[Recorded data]

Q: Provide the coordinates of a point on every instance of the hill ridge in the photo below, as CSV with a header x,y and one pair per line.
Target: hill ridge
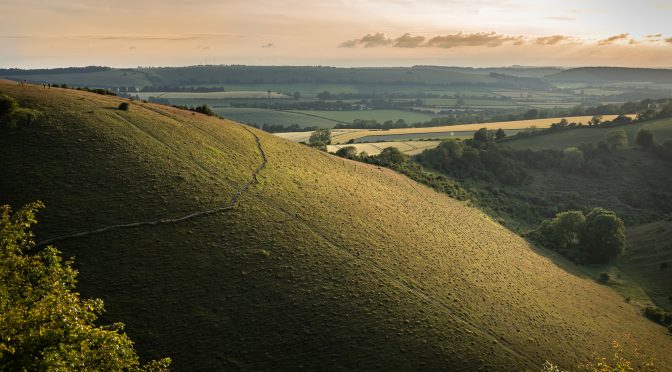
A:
x,y
232,204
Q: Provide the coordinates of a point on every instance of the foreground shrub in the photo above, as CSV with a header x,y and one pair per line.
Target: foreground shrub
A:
x,y
44,324
621,360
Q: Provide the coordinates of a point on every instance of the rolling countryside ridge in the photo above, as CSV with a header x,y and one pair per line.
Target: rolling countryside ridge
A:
x,y
361,185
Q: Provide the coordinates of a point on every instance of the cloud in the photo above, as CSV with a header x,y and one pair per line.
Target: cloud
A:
x,y
552,40
490,39
408,41
375,40
614,39
349,44
368,41
561,18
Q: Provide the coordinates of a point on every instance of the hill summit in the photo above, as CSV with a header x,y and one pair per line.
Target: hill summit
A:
x,y
225,247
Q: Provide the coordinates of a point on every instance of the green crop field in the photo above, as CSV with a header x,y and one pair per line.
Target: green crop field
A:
x,y
378,115
662,130
208,96
318,262
408,147
263,116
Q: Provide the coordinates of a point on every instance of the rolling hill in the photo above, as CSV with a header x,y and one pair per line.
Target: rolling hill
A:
x,y
223,75
606,75
302,261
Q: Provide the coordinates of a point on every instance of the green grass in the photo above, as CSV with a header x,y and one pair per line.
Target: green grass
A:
x,y
324,263
263,116
649,259
662,130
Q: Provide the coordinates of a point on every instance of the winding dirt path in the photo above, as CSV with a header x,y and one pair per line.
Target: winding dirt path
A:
x,y
230,205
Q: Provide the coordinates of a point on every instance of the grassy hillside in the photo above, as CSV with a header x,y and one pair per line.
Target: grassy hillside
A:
x,y
323,263
649,259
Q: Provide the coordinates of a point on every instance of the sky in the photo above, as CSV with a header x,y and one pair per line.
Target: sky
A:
x,y
478,33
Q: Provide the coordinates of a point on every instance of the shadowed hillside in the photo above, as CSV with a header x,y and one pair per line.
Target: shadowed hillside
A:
x,y
321,263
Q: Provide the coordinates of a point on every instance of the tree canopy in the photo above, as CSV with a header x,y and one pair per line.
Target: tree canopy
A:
x,y
44,324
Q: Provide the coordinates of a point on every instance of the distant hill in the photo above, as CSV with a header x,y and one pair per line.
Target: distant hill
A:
x,y
322,263
605,75
223,75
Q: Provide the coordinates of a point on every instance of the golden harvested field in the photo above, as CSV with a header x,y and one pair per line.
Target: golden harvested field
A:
x,y
343,136
324,262
518,124
408,147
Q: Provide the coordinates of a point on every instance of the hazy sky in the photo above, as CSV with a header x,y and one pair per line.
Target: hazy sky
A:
x,y
128,33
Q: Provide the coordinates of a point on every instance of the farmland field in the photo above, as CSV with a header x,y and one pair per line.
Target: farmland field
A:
x,y
378,115
409,147
245,94
370,269
264,116
432,132
662,130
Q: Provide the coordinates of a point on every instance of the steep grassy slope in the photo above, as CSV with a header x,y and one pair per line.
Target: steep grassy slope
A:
x,y
324,262
649,260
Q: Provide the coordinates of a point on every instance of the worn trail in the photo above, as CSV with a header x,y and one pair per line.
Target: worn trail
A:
x,y
230,205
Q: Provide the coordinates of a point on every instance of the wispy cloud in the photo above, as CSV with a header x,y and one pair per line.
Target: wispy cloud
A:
x,y
461,39
176,37
561,18
368,41
490,39
614,39
408,41
553,39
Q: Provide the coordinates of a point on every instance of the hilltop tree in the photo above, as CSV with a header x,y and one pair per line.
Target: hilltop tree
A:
x,y
644,138
44,324
563,231
481,135
320,136
616,139
391,156
596,120
348,152
603,238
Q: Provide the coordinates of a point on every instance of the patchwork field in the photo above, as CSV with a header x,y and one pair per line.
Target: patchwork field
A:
x,y
458,131
323,263
662,130
244,94
409,147
275,117
378,115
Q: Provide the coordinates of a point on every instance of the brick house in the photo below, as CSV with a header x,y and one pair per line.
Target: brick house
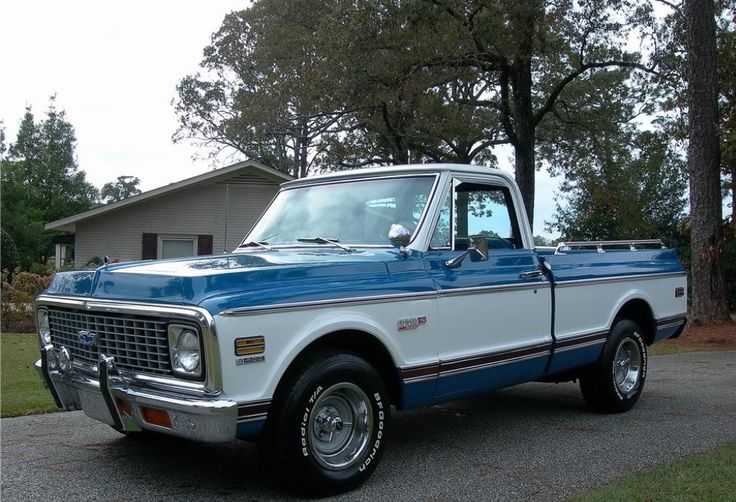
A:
x,y
206,214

• **What to work on**: Transcribe the whole listing exactly. Pictures are excluded.

• **Answer for this exercise**:
Q: Provide the coordinates of a point on every instance of the hill ridge in the photo below, as CSV with a header x,y and one pair per line.
Target: hill ridge
A:
x,y
232,204
Q: Provide the coordinates of a point on every instance of the foreground shrub in the photo above, as CSV with a header x,y and one pair per line.
Target: foreground shrub
A:
x,y
44,324
621,360
Q: Provide the coordinates of a point on every instance of the rolling countryside ridge in the photo above, as CSV with a header x,y and one pair per line.
Target: rolling countryside ridge
A:
x,y
361,185
Q: Provide the coordinates of a point on every instance of the cloud in the photo above, as CSV with a header x,y and one pair per line.
Target: cloud
A:
x,y
552,40
490,39
408,41
375,40
614,39
349,44
368,41
561,18
Q: Provide the coordinates of a point on every instance of the hill summit in the photo above, as CSV with a header x,y and one pair per line.
Target: hill summit
A:
x,y
225,247
Q: Provide the coordinates of a point on every instance of the green crop field in the photo above, as CSV with a header x,y and one pair per line.
Target: green crop field
A:
x,y
378,115
662,130
208,96
318,262
408,147
263,116
Q: Provide the coordinates of a point on every instance of the rolling hill in the photo above, as CSV with a header x,y and one pair per line.
Target: rolling hill
A:
x,y
223,75
606,75
302,261
Q: Provide the coordinates of a point on every instance of the green grass in the photo above, as CSV with a header x,y and one pair per line.
Target: green grass
A:
x,y
324,263
263,116
649,259
662,130
Q: Provide the coordinates of a point on every instance of the winding dirt path in the photo above, as CSV with a header x,y and one pair per line.
Target: winding dirt path
A:
x,y
230,205
Q: Provide the coordinates of a point on every instance of the grassy hillside in the photo above, as CSV with a header x,y and one pair per line.
Target: grassy hillside
A:
x,y
323,263
649,259
Q: Provide the coordinates of a point on every instance of the sky in the photo above, as CSV with a header x,y and one pair per line.
Target: sky
A:
x,y
478,33
Q: Provide the coordinates of a point on every instance of the shadowed hillside in the photo above, as CSV with a header x,y and one pair per line.
Target: shadowed hillside
A:
x,y
321,263
Q: Provide the coordinates of a point on every instance of the tree canopy in the photo above, as CSV with a header x,y and one pair per line.
Target: tree canopy
A:
x,y
44,324
Q: Provide the coordinates of a point on every instance of the distant hill in the photo above, as CSV with a header x,y and one pair per line.
Target: distant hill
A:
x,y
322,263
605,75
223,75
Q: Provide the coordinates of a point on every instance of the golden harvested field in the photo above, as CSV with a header x,y and one pair per line.
Target: golden harvested field
A:
x,y
343,136
324,262
518,124
408,147
Q: Provide the coordinates of a point on every instance of the hazy sky in the photo above, as CSV with a header x,y and one pair per line.
Target: hazy sky
A:
x,y
128,33
Q: Provide the coordinates of a point on every instance of the farmland field in the photo above, as CSV with a header x,y and one pair per line.
Target: farmland field
A:
x,y
378,115
409,147
245,94
370,269
264,116
432,132
662,130
Q: Provide the coordinates of a point on every instance of the steep grassy slope in the photo above, as CSV with a header x,y and one pair per line.
Target: steep grassy slope
A:
x,y
324,262
649,260
Q: Provide the coordinates of a point on every instance of the worn trail in the photo above, as CSV with a header x,y and one pair per line.
Target: worn trail
A:
x,y
230,205
Q: Provide the coordinates of a point on every instance of the wispy cloud in the photo above, as CSV with a header x,y and one pair per line.
Target: wispy cloud
A:
x,y
461,39
176,37
561,18
368,41
490,39
614,39
408,41
553,39
Q: Provide the coordinates of a point on every instance of the hilltop tree in the photo above, as CSV with a header x,y and one pair per line.
Target: hilltop tree
A:
x,y
644,138
44,324
563,231
481,135
320,136
616,139
391,156
596,120
348,152
603,238
Q: Provide the coordinates of a point on every instance of the patchwork field in the photo above, as CSV with a header x,y and one pair per line.
Target: patchwork field
A:
x,y
458,131
323,263
662,130
244,94
409,147
275,117
378,115
Q: Provide the coordinates of a point on every instance of the brick house in the photo below, as CSV with a header x,y and one pair per line.
Target: brick house
A:
x,y
206,214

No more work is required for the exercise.